EXERCISE DETAILS:
Answer these questions about the text on cancer remission:
1. On what date was the writer told about the tumor?
2. Which recorded case of that type of cervical cancer was the writer's?
3. How will the writer and the Funny Boy look to start a family?

DOCUMENT EXCERPT: Begin

Buck the Trend

Yesterday was the first time in four and a half months that I have seen my mother cry. I finally heard the news we had all been dreaming of: I am in remission.

On the 8th April at approximately 3.30pm I was told I had a tumour. The following week I was diagnosed with a very rare and aggressive type of cervical cancer. I am the 19th recorded case of it’s kind. I was told I had to ‘buck the trend’. The journey that has since followed has been an emotional roller coaster where I have celebrated the highest highs and endured the lowest lows.

Upon hearing my results this week I have received literally hundreds of messages from friends and family to say how happy they are for me. As you can imagine I am relieved. Upon arriving at the hospital on Wednesday I had tried to prepare myself for every possible scenario: more treatment, losing my hair, I had even began to contemplate my funeral. So here I am with the best possible outcome and how do I feel? Physically exhausted, emotionally drained and more vulnerable than ever before. It possibly sounds ungrateful but in all honesty I wouldn’t say the feeling I have right now is happiness. I simply feel angry. I feel so excluded from what I used to call my life I don’t know where to start.

Breaking the news of my diagnosis to my family and friends was one of the worst things I had to do. Trying to cushion the blow and await their reaction led me tears. It quickly highlights the ones who were there for me. Some people would say the wrong thing but the worst were those who said nothing. I heard someone excuse this with ‘I just find the whole cancer thing a bit awkward!’ —–> really?!

Two months on from completing treatment and I am still recovering. The fatigue is an ongoing fixture in everyday life which is a massive source of frustration. A large part of my social life revolved around being physically active and as the new hockey season starts I am beyond jealous to be missing out. For the first time in years I am without a team.

I am adapting to life with menopause and learning to accept what that means for the Funny Boy and I. The picture I had painted for myself has changed. When the time comes for the Funny Boy and I to start a family we will be looking into adoption. I had always imagined myself being pregnant and fantasised about everything that comes with it. Sharing the news with my friends and family, feeling a life grow inside me, watching my belly take shape and that amazing day when we get to meet mini Huffer for the first time. Pregnancy has always been a miracle to me. However the Funny Boy and I will have our own miracle one day which will be equally special – it’ll just have a different route. Losing the opportunity to be a mother is a price I have had to pay in order to save my life.

DOCUMENT EXCERPT: End
MATERIAL SHOWN: Begin

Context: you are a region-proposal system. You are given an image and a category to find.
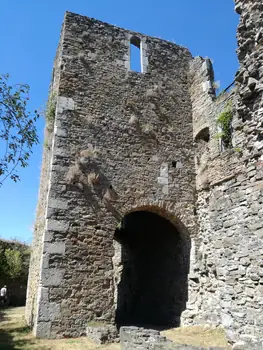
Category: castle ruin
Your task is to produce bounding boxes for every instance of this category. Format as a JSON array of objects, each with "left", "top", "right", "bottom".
[{"left": 26, "top": 0, "right": 263, "bottom": 342}]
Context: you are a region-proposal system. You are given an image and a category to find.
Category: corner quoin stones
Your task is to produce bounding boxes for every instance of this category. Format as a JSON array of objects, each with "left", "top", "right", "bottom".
[{"left": 26, "top": 0, "right": 263, "bottom": 348}]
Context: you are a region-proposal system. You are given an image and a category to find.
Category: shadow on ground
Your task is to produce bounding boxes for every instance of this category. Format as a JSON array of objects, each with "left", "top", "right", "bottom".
[{"left": 0, "top": 308, "right": 37, "bottom": 350}]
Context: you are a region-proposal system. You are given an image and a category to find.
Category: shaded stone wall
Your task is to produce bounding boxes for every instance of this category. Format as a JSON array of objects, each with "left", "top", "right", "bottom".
[
  {"left": 27, "top": 13, "right": 196, "bottom": 337},
  {"left": 25, "top": 22, "right": 64, "bottom": 326},
  {"left": 186, "top": 0, "right": 263, "bottom": 342}
]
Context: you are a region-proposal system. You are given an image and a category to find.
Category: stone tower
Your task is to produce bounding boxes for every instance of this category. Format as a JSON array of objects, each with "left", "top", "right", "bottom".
[{"left": 26, "top": 0, "right": 263, "bottom": 342}]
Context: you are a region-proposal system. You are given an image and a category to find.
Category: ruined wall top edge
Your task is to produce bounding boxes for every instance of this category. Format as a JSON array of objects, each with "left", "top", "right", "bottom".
[{"left": 64, "top": 11, "right": 193, "bottom": 58}]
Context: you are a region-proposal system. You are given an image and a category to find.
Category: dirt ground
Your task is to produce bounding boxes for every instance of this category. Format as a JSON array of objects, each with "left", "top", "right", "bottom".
[{"left": 0, "top": 307, "right": 231, "bottom": 350}]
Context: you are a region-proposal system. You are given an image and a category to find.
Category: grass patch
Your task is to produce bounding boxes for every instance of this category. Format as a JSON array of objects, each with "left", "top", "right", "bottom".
[{"left": 162, "top": 326, "right": 230, "bottom": 349}]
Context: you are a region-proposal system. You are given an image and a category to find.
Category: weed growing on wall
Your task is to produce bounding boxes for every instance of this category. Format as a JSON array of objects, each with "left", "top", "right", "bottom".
[{"left": 45, "top": 92, "right": 57, "bottom": 130}]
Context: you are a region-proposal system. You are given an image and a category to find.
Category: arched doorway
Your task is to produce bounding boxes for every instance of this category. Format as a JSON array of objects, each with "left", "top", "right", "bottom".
[{"left": 115, "top": 211, "right": 190, "bottom": 328}]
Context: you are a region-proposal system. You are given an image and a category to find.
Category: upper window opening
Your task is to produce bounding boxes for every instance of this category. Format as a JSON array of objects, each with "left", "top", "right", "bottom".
[{"left": 130, "top": 36, "right": 142, "bottom": 73}]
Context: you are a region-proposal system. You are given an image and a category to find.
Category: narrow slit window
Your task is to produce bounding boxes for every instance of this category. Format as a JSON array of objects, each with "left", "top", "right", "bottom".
[{"left": 130, "top": 36, "right": 142, "bottom": 73}]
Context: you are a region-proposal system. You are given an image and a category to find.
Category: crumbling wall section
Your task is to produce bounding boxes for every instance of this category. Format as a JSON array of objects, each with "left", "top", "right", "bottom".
[
  {"left": 29, "top": 13, "right": 196, "bottom": 337},
  {"left": 187, "top": 0, "right": 263, "bottom": 342}
]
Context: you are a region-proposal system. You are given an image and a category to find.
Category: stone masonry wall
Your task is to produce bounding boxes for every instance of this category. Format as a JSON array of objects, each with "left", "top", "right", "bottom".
[
  {"left": 25, "top": 23, "right": 63, "bottom": 326},
  {"left": 27, "top": 13, "right": 196, "bottom": 337},
  {"left": 183, "top": 0, "right": 263, "bottom": 348}
]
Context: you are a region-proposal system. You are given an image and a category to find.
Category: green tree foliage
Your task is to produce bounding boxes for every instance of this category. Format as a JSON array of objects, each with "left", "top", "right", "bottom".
[
  {"left": 0, "top": 74, "right": 39, "bottom": 186},
  {"left": 5, "top": 248, "right": 22, "bottom": 278},
  {"left": 0, "top": 240, "right": 30, "bottom": 282}
]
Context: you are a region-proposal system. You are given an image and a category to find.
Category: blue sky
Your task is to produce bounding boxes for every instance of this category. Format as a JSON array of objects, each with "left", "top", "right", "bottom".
[{"left": 0, "top": 0, "right": 238, "bottom": 242}]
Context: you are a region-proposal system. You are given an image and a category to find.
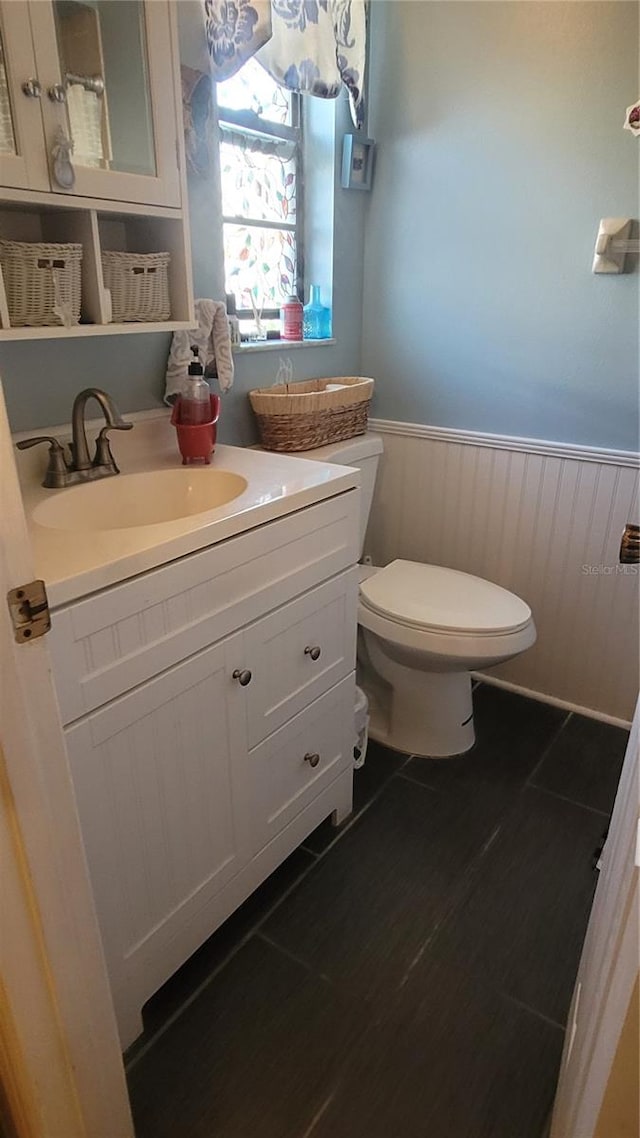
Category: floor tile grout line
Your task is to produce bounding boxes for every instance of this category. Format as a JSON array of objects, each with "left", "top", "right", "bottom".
[
  {"left": 394, "top": 767, "right": 442, "bottom": 794},
  {"left": 525, "top": 783, "right": 612, "bottom": 822},
  {"left": 254, "top": 929, "right": 326, "bottom": 980},
  {"left": 302, "top": 1081, "right": 342, "bottom": 1138},
  {"left": 499, "top": 991, "right": 567, "bottom": 1034},
  {"left": 124, "top": 754, "right": 413, "bottom": 1072},
  {"left": 302, "top": 754, "right": 416, "bottom": 855},
  {"left": 525, "top": 711, "right": 573, "bottom": 786},
  {"left": 124, "top": 855, "right": 319, "bottom": 1071}
]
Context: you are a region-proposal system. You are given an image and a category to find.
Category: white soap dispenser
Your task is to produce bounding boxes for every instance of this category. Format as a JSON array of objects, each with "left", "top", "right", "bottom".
[{"left": 180, "top": 346, "right": 211, "bottom": 427}]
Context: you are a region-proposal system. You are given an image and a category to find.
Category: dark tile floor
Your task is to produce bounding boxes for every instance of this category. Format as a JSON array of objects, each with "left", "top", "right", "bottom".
[{"left": 126, "top": 684, "right": 626, "bottom": 1138}]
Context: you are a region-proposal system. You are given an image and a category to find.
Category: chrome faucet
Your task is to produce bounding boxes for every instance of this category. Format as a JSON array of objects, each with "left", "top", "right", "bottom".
[{"left": 16, "top": 387, "right": 133, "bottom": 489}]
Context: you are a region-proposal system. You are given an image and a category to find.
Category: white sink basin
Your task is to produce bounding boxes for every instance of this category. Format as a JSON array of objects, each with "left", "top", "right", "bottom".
[{"left": 32, "top": 467, "right": 248, "bottom": 530}]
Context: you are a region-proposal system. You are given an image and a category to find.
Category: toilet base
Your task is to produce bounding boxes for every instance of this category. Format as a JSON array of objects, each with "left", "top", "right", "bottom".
[{"left": 360, "top": 666, "right": 475, "bottom": 759}]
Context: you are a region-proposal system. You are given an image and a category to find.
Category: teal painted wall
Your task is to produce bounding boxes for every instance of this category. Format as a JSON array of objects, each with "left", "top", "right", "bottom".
[
  {"left": 0, "top": 0, "right": 640, "bottom": 448},
  {"left": 362, "top": 0, "right": 640, "bottom": 448},
  {"left": 0, "top": 0, "right": 366, "bottom": 445}
]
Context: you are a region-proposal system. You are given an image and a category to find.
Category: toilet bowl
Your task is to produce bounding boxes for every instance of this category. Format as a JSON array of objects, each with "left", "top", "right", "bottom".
[
  {"left": 274, "top": 432, "right": 535, "bottom": 758},
  {"left": 358, "top": 560, "right": 535, "bottom": 758}
]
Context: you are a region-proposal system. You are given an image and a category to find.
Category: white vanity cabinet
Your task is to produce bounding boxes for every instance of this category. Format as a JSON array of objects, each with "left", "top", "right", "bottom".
[
  {"left": 0, "top": 0, "right": 181, "bottom": 207},
  {"left": 50, "top": 490, "right": 359, "bottom": 1047}
]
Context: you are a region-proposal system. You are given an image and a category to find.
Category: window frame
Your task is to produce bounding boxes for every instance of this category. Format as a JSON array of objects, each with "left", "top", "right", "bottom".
[{"left": 218, "top": 90, "right": 304, "bottom": 320}]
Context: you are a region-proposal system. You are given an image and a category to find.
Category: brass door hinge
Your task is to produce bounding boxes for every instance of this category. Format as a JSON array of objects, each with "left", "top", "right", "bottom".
[
  {"left": 618, "top": 522, "right": 640, "bottom": 566},
  {"left": 7, "top": 580, "right": 51, "bottom": 644}
]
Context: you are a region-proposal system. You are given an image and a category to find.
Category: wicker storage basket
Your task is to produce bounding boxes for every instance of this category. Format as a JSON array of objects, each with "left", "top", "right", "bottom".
[
  {"left": 102, "top": 251, "right": 171, "bottom": 324},
  {"left": 0, "top": 240, "right": 82, "bottom": 328},
  {"left": 249, "top": 376, "right": 374, "bottom": 451}
]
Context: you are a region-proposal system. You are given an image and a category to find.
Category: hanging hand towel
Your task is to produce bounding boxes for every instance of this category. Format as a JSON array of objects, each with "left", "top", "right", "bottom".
[{"left": 164, "top": 300, "right": 233, "bottom": 404}]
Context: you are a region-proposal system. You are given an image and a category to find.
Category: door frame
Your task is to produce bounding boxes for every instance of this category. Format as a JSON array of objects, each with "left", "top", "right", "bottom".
[
  {"left": 551, "top": 699, "right": 640, "bottom": 1138},
  {"left": 0, "top": 382, "right": 133, "bottom": 1138}
]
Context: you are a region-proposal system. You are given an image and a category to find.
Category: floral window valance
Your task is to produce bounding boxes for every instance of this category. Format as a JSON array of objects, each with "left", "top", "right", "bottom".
[{"left": 203, "top": 0, "right": 367, "bottom": 126}]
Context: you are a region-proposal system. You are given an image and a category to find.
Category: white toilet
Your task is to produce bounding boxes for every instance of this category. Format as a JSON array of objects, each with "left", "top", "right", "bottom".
[{"left": 289, "top": 432, "right": 535, "bottom": 758}]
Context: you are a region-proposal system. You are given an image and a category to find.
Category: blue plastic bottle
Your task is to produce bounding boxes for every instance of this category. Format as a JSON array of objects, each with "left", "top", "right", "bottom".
[{"left": 303, "top": 285, "right": 331, "bottom": 340}]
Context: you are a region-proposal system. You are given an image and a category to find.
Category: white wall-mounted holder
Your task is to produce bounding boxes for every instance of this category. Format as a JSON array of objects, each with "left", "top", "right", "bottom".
[
  {"left": 591, "top": 217, "right": 640, "bottom": 273},
  {"left": 624, "top": 99, "right": 640, "bottom": 138}
]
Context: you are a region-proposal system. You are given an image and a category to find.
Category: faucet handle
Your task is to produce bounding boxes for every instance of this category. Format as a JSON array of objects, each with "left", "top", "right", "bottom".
[
  {"left": 16, "top": 435, "right": 68, "bottom": 489},
  {"left": 93, "top": 415, "right": 133, "bottom": 475}
]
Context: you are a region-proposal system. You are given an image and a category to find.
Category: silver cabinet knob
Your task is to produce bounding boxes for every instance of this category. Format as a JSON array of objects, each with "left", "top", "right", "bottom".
[
  {"left": 23, "top": 79, "right": 42, "bottom": 99},
  {"left": 228, "top": 668, "right": 252, "bottom": 687},
  {"left": 47, "top": 83, "right": 67, "bottom": 102}
]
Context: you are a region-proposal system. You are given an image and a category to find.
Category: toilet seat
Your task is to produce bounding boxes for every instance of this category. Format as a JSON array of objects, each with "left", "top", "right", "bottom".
[{"left": 360, "top": 560, "right": 532, "bottom": 638}]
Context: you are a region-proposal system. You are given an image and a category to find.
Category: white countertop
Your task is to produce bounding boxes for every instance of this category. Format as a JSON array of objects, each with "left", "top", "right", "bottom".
[{"left": 15, "top": 410, "right": 360, "bottom": 608}]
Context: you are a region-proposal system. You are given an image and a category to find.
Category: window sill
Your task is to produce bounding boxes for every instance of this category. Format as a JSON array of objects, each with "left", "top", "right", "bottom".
[{"left": 232, "top": 339, "right": 336, "bottom": 355}]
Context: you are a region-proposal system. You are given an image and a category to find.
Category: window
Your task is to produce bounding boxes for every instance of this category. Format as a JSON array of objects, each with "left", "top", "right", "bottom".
[{"left": 218, "top": 59, "right": 304, "bottom": 338}]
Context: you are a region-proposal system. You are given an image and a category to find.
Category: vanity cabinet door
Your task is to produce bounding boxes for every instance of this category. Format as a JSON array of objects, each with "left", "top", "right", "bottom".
[
  {"left": 17, "top": 0, "right": 181, "bottom": 205},
  {"left": 245, "top": 568, "right": 358, "bottom": 747},
  {"left": 0, "top": 0, "right": 49, "bottom": 190},
  {"left": 66, "top": 637, "right": 251, "bottom": 1039}
]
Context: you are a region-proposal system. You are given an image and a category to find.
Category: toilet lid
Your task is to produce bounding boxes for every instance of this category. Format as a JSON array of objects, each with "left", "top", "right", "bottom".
[{"left": 360, "top": 561, "right": 531, "bottom": 633}]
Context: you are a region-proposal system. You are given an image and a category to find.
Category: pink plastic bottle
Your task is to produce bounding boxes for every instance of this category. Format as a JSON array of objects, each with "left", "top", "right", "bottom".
[
  {"left": 180, "top": 347, "right": 211, "bottom": 427},
  {"left": 280, "top": 296, "right": 304, "bottom": 340}
]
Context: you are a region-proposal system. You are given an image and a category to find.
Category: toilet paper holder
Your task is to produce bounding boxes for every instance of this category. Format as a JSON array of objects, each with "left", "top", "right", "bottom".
[{"left": 591, "top": 217, "right": 640, "bottom": 273}]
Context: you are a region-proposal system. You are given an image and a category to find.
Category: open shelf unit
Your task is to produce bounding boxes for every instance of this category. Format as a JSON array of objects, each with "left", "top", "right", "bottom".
[{"left": 0, "top": 191, "right": 195, "bottom": 343}]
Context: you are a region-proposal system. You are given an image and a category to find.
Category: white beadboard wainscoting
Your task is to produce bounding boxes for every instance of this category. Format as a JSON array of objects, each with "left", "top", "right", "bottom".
[{"left": 366, "top": 419, "right": 640, "bottom": 723}]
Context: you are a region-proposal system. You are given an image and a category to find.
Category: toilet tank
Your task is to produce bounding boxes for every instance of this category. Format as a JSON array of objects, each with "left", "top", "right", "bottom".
[{"left": 286, "top": 431, "right": 384, "bottom": 556}]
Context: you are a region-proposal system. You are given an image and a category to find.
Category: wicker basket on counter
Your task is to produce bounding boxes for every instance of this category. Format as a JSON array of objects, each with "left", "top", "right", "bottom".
[
  {"left": 102, "top": 250, "right": 171, "bottom": 324},
  {"left": 0, "top": 240, "right": 82, "bottom": 328},
  {"left": 249, "top": 376, "right": 374, "bottom": 451}
]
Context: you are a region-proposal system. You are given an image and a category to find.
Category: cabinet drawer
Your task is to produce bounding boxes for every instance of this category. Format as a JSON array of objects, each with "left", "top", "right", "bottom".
[
  {"left": 245, "top": 569, "right": 358, "bottom": 747},
  {"left": 49, "top": 490, "right": 359, "bottom": 724},
  {"left": 248, "top": 671, "right": 355, "bottom": 852}
]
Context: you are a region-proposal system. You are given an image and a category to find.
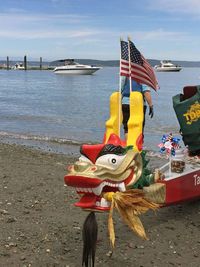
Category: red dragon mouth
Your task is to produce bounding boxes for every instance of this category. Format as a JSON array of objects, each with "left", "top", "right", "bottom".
[{"left": 64, "top": 170, "right": 134, "bottom": 211}]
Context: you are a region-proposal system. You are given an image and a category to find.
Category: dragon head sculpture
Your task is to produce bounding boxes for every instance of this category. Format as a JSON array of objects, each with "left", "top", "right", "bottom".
[{"left": 64, "top": 134, "right": 142, "bottom": 211}]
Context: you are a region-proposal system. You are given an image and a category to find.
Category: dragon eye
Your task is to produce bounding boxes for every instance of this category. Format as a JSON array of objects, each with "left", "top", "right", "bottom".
[
  {"left": 111, "top": 158, "right": 117, "bottom": 164},
  {"left": 96, "top": 154, "right": 126, "bottom": 169}
]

MATERIAL SHOWN: End

EXERCISE SOLUTION:
1. The 8th of April, at approximately 3:30 p.m.
2. The 19th recorded case.
3. Through adoption.